Map of Japanese accents.

The vowel systems of the Izumo (also called Umpaku) and Tōhoku dialects exhibit several shared phonetic characteristics, such as centralized /i/ and /u/ and elevated /e/ and /o/, which make these vowels resemble each other more closely than those in other Japanese dialects. This centralization and elevation have caused vowel mergers in central Izumo and Tōhoku, indicating a historical linguistic change likely propagated from Izumo to the northeast via coastal migration. Archaeological findings, including corner-projected mound burials from 100–250 AD in the Noto Peninsula and Toyama Prefecture, provide evidence for early Izumo influence in these areas. This implies that the distinctive vowel systems of Izumo likely spread to these regions during the Mid to Late Yayoi period. However, the Izumo-style tonal systems (Gairin A and Gairin B) had not yet developed then, as they are not present in the dialects of the Noto Peninsula and Toyama.

Elisabeth de Boer arguments in favour of an Izumo/Tōhoku branch within the Japanese dialects and that pre-existing trade contacts after the defeat of the Emishi in Tōhoku paved the way for immigration to the area. The blurred dialectal transitional area that extends for more than 200 km in southern Niigata may be due to immigrants with two different tone systems arriving from two different directions: part of them coming from the coast (Izumo) and the other part from the central highlands (Chūbu).

Further migration from Izumo to the Tōhoku region likely occurred after the development of the Gairin B tonal innovations. The existence of both Gairin A and Gairin B tonal systems in northern Tōhoku suggests multiple migration waves. Historically, political and economic conditions in Izumo fluctuated between the eastern and western areas. The more advanced Gairin B tonal innovations originated in western Izumo and gradually spread eastward. This is reflected in Tōhoku, where some areas still exhibit a blend of tonal systems.

□ □ □ □ □ □ □

TASKS TO PERFORM:
A. Echo the stretch of the passage on Izumo and Tōhoku dialects from "Elisabeth de Boer" through "central highlands (Chūbu).", word for word.
B. Answer these questions about the passage on Izumo and Tōhoku dialects:
(i) What other name does the passage give for the Izumo dialects?
(ii) In which two areas were the corner-projected mound burials from 100–250 AD found?
(iii) How far does the blurred dialectal transitional area in southern Niigata extend?
C. Go on with the passage on Izumo and Tōhoku dialects from where it stops.

EXERCISE DATA:

□ □ □ □ □ □ □

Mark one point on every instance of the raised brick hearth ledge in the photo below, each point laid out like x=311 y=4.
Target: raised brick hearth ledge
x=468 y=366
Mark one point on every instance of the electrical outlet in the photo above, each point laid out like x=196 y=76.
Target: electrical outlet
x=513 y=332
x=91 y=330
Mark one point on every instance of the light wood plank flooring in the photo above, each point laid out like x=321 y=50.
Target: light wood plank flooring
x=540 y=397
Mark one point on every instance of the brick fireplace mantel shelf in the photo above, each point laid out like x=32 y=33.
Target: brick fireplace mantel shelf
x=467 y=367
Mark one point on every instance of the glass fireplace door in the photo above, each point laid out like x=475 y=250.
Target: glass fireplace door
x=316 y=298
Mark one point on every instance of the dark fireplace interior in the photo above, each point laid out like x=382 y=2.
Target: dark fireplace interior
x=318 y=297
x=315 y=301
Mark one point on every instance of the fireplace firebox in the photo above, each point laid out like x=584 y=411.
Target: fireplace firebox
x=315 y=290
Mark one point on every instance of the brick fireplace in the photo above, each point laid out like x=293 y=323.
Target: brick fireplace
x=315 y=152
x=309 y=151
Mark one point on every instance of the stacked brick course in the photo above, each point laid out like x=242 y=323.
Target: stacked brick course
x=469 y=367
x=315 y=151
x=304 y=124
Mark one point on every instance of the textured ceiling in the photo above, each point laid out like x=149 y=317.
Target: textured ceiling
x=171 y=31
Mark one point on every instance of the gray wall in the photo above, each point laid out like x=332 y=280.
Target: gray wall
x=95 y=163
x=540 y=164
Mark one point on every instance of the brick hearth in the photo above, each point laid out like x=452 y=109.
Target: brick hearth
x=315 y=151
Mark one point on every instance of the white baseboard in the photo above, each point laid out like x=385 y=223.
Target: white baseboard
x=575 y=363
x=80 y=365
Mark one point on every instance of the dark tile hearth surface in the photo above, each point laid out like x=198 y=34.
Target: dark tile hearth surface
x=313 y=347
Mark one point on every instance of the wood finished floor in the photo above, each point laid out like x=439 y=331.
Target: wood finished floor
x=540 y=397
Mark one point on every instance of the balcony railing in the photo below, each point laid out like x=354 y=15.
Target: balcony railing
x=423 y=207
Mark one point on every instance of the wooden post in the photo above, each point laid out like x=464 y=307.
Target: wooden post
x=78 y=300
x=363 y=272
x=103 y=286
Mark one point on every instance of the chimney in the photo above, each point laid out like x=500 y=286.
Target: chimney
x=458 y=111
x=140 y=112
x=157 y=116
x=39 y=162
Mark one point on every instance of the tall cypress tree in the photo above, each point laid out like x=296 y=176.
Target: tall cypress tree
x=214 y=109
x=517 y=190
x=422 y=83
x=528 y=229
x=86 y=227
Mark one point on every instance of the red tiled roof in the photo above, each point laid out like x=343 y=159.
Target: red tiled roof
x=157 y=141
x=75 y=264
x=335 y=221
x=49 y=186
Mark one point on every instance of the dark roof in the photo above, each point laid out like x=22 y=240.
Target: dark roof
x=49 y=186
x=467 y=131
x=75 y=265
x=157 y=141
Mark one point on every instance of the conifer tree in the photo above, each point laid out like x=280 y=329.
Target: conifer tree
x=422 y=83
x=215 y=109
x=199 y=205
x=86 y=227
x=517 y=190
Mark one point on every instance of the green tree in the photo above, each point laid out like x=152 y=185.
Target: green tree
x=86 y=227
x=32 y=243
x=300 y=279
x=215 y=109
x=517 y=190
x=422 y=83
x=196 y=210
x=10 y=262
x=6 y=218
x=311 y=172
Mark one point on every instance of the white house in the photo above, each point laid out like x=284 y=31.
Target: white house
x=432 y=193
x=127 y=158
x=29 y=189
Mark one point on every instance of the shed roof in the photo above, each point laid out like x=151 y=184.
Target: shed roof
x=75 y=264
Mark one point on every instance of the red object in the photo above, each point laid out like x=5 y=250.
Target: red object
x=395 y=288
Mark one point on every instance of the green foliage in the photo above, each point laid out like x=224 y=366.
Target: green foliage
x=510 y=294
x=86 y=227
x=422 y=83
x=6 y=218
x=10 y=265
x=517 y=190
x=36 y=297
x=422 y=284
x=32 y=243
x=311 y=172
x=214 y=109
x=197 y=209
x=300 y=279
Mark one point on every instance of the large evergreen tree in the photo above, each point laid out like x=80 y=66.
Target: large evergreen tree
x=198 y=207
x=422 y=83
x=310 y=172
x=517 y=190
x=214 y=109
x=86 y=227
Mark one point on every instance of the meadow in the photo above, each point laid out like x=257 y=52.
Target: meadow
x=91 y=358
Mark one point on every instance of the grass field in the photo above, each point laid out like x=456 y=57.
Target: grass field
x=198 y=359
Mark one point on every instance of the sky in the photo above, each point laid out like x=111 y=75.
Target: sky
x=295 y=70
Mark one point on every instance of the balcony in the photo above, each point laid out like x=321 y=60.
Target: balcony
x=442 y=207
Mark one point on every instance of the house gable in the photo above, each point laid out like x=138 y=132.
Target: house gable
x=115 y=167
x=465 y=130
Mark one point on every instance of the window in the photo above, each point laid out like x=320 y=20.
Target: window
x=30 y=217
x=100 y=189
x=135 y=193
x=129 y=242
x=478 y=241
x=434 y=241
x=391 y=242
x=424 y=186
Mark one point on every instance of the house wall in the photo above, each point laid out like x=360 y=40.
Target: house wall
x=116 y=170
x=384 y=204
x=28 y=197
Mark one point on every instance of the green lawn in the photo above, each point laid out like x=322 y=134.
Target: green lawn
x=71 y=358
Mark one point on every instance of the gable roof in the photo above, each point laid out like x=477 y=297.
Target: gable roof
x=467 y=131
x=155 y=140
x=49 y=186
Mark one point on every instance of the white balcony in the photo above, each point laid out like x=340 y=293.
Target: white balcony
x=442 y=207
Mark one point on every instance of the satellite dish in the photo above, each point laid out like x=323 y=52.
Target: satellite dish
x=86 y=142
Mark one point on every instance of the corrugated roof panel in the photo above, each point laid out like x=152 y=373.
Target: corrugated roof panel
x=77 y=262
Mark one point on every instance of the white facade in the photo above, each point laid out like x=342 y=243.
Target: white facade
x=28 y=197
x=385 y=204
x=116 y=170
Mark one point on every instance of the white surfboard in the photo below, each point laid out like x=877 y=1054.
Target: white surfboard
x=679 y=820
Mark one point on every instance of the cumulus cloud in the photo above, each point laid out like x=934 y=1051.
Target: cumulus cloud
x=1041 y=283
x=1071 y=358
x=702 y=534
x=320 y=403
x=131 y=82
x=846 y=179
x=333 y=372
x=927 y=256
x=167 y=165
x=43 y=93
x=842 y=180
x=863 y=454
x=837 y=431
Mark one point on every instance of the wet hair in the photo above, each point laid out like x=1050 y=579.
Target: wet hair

□ □ □ □ □ □ □

ANSWERS IN ORDER:
A.
Elisabeth de Boer arguments in favour of an Izumo/Tōhoku branch within the Japanese dialects and that pre-existing trade contacts after the defeat of the Emishi in Tōhoku paved the way for immigration to the area. The blurred dialectal transitional area that extends for more than 200 km in southern Niigata may be due to immigrants with two different tone systems arriving from two different directions: part of them coming from the coast (Izumo) and the other part from the central highlands (Chūbu).

B.
(i) Umpaku
(ii) The Noto Peninsula and Toyama Prefecture
(iii) More than 200 km

C.
Migration patterns during the Yayoi period saw rice farmers from western Japan moving to northern Honshū. Early Yayoi settlements in coastal areas such as Ishikawa, Toyama, and western Niigata date back to around 300 BC. However, there is no direct evidence connecting these early settlers to Izumo. Clear indications of Izumo-style influence emerge later, especially through burial mounds dated 100–250 AD. Migration into the Tōhoku region in the late 6th century matches archaeological evidence of the arrival of a new population similar to Kofun cultures found elsewhere in Japan. Prior to this, northern Tōhoku experienced a population decline as the Epi-Jomon people moved towards Hokkaidō. This new population, possibly from Izumo, spread swiftly across northern Tōhoku due to the region’s sparse population, preserving the Izumo-style tone system there better than in southern and central Tōhoku, where there was more linguistic and dialectal interference. The relatively low internal diversity of Tōhoku dialects can be attributed to the later spread of Japanese northeastward compared to other mainland regions of Japan.